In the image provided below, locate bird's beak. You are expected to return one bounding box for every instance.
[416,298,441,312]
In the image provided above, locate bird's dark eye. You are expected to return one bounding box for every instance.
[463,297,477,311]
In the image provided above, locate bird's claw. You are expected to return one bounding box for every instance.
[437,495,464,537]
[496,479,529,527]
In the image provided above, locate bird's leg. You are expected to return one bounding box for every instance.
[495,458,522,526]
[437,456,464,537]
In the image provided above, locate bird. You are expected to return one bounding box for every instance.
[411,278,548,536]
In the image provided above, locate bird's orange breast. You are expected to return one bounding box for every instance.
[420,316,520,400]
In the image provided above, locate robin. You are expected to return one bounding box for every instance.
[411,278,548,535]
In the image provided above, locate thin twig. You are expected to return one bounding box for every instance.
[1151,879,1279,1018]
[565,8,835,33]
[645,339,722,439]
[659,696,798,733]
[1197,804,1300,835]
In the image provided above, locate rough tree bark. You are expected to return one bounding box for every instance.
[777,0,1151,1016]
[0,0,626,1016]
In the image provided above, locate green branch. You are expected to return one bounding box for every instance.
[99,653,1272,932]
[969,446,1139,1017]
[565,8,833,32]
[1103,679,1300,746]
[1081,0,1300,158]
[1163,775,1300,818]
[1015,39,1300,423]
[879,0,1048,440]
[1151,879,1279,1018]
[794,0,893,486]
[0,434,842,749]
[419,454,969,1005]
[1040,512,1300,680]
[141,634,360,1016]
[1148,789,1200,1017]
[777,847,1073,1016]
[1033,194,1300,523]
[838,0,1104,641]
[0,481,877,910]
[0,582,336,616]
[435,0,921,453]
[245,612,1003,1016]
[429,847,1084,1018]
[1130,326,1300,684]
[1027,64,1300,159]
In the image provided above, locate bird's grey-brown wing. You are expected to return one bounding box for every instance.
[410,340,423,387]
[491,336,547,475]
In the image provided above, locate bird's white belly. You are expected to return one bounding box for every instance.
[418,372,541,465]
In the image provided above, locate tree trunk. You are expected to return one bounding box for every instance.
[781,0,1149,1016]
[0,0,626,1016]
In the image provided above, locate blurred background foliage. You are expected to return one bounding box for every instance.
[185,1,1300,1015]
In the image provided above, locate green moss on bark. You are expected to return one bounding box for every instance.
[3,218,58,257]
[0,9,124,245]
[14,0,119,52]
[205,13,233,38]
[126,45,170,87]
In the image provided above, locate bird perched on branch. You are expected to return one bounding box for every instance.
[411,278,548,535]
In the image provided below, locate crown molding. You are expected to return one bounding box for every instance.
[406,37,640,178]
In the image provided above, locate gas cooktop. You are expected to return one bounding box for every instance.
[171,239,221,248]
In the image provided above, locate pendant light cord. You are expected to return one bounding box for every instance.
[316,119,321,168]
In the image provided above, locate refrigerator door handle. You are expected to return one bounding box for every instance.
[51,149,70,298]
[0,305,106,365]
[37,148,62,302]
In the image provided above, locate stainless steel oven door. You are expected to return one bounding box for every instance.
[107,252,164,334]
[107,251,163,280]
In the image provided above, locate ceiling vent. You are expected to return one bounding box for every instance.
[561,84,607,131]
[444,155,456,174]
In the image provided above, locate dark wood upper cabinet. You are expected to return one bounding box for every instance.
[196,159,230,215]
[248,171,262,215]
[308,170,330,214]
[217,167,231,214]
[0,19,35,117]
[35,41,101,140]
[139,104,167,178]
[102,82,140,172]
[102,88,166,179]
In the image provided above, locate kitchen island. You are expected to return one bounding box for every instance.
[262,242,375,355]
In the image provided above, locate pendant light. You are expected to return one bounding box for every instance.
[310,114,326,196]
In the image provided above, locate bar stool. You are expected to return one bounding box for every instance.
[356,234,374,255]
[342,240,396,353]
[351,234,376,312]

---

[Aim of the task]
Exact repetition of every entry in the data is required.

[Result of the task]
In the image provided below, locate bird's beak. You are expected to return one bounding box for every instance.
[416,298,441,312]
In the image provided above, locate bird's dark eye. You are expected to return one bounding box for every instance.
[463,297,477,311]
In the image provided above, locate bird's claw. You are expected to return one bounding box for every instance.
[437,495,464,537]
[496,479,529,527]
In the image provided above, locate bird's leg. You are expected to return one bounding box for every instance.
[495,458,522,526]
[437,456,464,537]
In the image provided above, locate bird. You are expected to return one bounding box for every instance.
[411,278,548,536]
In the image provided above, locate bird's orange breast. You are expected to return one bounding box for every instance.
[420,316,520,400]
In the image provided above, locate robin. You are expected to return one bounding box for every instance.
[411,278,548,535]
In the image provided above, locate thin twig. You are expected to return one bounding box for every instance.
[1151,879,1279,1018]
[565,8,835,33]
[645,339,722,439]
[659,696,798,733]
[1197,804,1300,835]
In the image provided above, locate rough tree bark. You are expected to return one bounding box for every instance.
[777,0,1151,1016]
[0,0,626,1016]
In the image provided above, locate green branch. You are expected to return one bounding box for every instance.
[99,653,1272,932]
[969,446,1139,1017]
[565,8,833,32]
[1103,679,1300,746]
[1081,0,1300,158]
[1163,775,1300,818]
[1015,39,1300,423]
[879,0,1048,440]
[1151,879,1279,1018]
[794,0,893,486]
[0,434,842,749]
[419,454,969,1005]
[1040,512,1300,680]
[141,634,360,1016]
[1148,789,1200,1017]
[777,847,1073,1016]
[1033,194,1300,523]
[838,0,1104,641]
[0,481,877,910]
[0,582,336,616]
[435,0,921,453]
[245,612,1003,1016]
[429,847,1084,1018]
[1130,326,1300,684]
[1027,64,1300,159]
In the image provided above, locate bird's grey-brown wing. You are expected to return one bounding box for every instance.
[410,340,423,387]
[491,336,547,475]
In the image provided above, locate bird's white belly. You are expected to return one bounding box for every instance.
[418,372,541,465]
In the image provided above, locate tree trunk. You are expected to return one bounding box for every instance.
[781,0,1149,1016]
[0,0,626,1016]
In the image provided above, locate blurred background foliage. You are expected to return one bounding box for every instance.
[185,1,1300,1015]
In the image provided above, locate green moss on bark. You are expected to return one bounding box for every instance.
[3,218,58,257]
[0,9,124,245]
[14,0,119,52]
[205,13,233,38]
[126,45,170,87]
In the image provided above, locate bird perched on branch. You are expected to return one bounding box for every instance.
[411,278,548,535]
In the image provided below, locate crown molding. You are expected to return one bounding box for every instance.
[406,37,640,178]
In the image provided above, locate gas cooktop. You are expected to return one bounding box for every instance.
[171,239,221,248]
In the image provided above, locate pendant light cord. You are expected to return one bounding box for every instance.
[316,119,321,168]
In the image provided above, locate refrigerator door handle. You are expected to return one bounding box for every instance.
[51,149,70,298]
[0,305,106,365]
[37,148,62,302]
In the image provided above, locate stainless steel oven door. You are expected to return one bounding box for every instance.
[107,252,164,334]
[107,251,163,280]
In the image provided above, locate ceiling vent. You are expected to return one bounding box for every instance.
[561,84,607,131]
[444,155,456,174]
In the image provided above, locate dark wood upper cabinet. You are expected to return one bounding box for every instance.
[196,159,230,215]
[248,171,262,215]
[308,170,330,214]
[217,167,231,214]
[0,19,35,117]
[35,41,101,140]
[139,104,167,178]
[102,82,140,172]
[102,88,166,179]
In the image provided above, locate kitchen island. You are expected to return one bounding box for every instance.
[262,242,375,355]
In the image provided above, locate pendant light. You are expected to return one bounding box for every instance.
[310,114,326,196]
In the image provided above, locate bar stool. You are expected to return one bounding box for every instance.
[356,234,374,255]
[342,240,396,353]
[351,234,376,312]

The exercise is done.